**Your task:**
From the reader letters, copy word for word the stretch from "Dr. Brown’s theory" through "there’s a connection.".

[Text provided Boundary: Start]

I followed the late Dr. Thomas McPherson Brown’s protocol of very low doses of tetracycline (bought off Ebay, and the type for aquariums) every other day for about a year, and I am totally back to my old healthy self, farming again. I didn’t change my diet since I was already living the WAPF lifestyle.
Dr. Brown’s theory is that all arthritis is caused by mycoplasmas inside the cells in our joints and the pain is caused by their toxins. We all accumulate mycoplasmas over our lifetimes and I believe all chronic disease involves them. Mycoplasmas are an evolutionary intracellular parasite. Temporary vegan diets or severe calorie restriction can eliminate symptoms by starving the mycoplasmas of glucose, so that is why so many people have relief with that.
Tetracycline is produced by the streptomyces bacteria, which are naturally found in healthy wooded environments, and maybe should be part of our natural gut and body flora. I have made teas from plants in the woods that taste just like the tetracycline I bought, so maybe there’s a connection.
The whole mycoplasma science is just left out of medicine. Our species has mycoplasmas, and the more we feed them, the more they take over our bodies. Even the plaques in arteries are made from micro-organisms like diatoms. It’s the terrain, but the terrain either supports micro-organisms that all work together to create a “human” or the terrain gets out of balance and taken over by mutinous micro-organisms which can reach a critical mass and communicate with each other, as described by the bacteria whisperer, Bonnie Bassler. Very low doses of tetracycline over a long period of time doesn’t kill all the weak bacteria thereby creating super bugs, it just nudges things back into balance so the immune system can function like it should.
Mycoplasmas are very slow growing, unlike our white cells. So, an antibiotic that interferes with protein production actually favors our immune cells over the mycoplasmas that have no cell wall and live inside our cells. Antibiotics that work by interfering with the cell wall selectively inhibit the mycoplasmas over our immune cells.
Laura Livingston, Chapter Leader,
Blue Hill Peninsula, Brooksville, Maine
SLOW FOOD IN IRELAND
I just returned from a two week trip around Ireland and although I need a fairly strict diet at home to feel well, in Ireland I ate and drank whatever I pleased. The diet is very heavy on the bread and potatoes; I drank beer too, but not too much. I actually lost a couple of pounds! It was probably the miles we walked―over eighty miles in two weeks. I also had no gut issues, no heartburn, no GERD, no digestive woes. This could be from my really good preparatory eating before we went―lots of homemade yogurt, beet kvass, kraut and yogurt whey. We also consume lots of bone stock at home, so our guts were well prepared for the likes of all that soda bread and those luscious scones.

[Text provided Boundary: End]
[Listed entries Boundary: Start]

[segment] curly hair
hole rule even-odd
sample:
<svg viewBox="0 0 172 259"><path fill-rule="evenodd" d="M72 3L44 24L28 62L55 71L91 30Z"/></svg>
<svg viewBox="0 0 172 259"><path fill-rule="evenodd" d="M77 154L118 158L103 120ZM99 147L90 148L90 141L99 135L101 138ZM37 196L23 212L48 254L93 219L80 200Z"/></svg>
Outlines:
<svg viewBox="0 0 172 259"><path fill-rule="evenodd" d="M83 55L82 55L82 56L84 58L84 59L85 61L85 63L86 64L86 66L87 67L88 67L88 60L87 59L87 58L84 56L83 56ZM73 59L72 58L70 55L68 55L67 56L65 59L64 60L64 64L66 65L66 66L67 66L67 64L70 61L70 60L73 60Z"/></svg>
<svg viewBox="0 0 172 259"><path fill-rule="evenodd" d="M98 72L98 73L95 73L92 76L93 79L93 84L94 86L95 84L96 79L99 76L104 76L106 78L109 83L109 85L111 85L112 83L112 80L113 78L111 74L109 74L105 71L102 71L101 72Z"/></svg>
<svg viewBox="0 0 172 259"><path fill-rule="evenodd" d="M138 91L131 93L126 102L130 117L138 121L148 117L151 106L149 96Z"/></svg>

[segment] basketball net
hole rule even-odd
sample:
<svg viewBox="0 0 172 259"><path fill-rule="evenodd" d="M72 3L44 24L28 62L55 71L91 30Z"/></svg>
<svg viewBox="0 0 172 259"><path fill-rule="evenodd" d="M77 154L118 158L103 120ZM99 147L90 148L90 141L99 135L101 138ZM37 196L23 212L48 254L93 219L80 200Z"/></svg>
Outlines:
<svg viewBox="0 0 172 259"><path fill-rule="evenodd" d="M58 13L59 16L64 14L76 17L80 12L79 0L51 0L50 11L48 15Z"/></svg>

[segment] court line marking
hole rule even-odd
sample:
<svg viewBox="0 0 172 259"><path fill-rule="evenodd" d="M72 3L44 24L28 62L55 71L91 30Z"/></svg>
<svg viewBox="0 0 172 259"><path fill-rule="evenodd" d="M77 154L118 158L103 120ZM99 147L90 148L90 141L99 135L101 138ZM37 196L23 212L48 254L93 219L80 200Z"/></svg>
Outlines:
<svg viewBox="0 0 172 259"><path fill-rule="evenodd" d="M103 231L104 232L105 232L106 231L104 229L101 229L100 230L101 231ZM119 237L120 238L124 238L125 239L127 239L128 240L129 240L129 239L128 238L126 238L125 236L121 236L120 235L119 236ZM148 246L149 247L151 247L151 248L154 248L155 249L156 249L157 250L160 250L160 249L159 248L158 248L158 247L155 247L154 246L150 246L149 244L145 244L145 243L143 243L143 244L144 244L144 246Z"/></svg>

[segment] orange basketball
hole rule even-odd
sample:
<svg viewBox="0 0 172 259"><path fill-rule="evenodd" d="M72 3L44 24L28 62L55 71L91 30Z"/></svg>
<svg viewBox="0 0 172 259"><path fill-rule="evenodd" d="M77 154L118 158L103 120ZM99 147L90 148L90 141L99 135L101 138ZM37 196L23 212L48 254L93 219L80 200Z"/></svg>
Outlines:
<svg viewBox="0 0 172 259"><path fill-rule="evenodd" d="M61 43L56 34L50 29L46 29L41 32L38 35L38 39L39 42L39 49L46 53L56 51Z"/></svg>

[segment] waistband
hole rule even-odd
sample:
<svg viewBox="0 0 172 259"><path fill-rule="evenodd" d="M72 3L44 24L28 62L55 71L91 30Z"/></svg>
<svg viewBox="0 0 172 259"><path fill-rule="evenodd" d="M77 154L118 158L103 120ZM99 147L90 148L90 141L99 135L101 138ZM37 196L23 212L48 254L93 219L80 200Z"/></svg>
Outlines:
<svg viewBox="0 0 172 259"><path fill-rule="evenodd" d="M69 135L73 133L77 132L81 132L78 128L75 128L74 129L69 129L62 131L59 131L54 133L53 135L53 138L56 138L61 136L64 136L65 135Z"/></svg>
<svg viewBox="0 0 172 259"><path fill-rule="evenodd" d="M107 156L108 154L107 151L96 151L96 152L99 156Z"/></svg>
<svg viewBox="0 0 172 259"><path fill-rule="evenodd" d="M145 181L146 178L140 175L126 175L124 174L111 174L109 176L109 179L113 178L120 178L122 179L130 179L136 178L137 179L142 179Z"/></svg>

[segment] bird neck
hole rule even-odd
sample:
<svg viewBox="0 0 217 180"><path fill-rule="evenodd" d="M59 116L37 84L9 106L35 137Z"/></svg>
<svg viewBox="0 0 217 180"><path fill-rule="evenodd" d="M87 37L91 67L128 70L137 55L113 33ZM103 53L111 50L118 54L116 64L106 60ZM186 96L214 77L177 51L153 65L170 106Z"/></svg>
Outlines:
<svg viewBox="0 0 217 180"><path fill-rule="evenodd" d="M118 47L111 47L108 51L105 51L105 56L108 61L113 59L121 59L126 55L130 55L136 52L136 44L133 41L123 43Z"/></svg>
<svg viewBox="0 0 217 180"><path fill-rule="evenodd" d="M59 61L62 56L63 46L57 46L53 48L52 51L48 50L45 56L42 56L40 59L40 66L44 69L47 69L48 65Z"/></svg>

[Listed entries Boundary: End]

**Response area:**
Dr. Brown’s theory is that all arthritis is caused by mycoplasmas inside the cells in our joints and the pain is caused by their toxins. We all accumulate mycoplasmas over our lifetimes and I believe all chronic disease involves them. Mycoplasmas are an evolutionary intracellular parasite. Temporary vegan diets or severe calorie restriction can eliminate symptoms by starving the mycoplasmas of glucose, so that is why so many people have relief with that.
Tetracycline is produced by the streptomyces bacteria, which are naturally found in healthy wooded environments, and maybe should be part of our natural gut and body flora. I have made teas from plants in the woods that taste just like the tetracycline I bought, so maybe there’s a connection.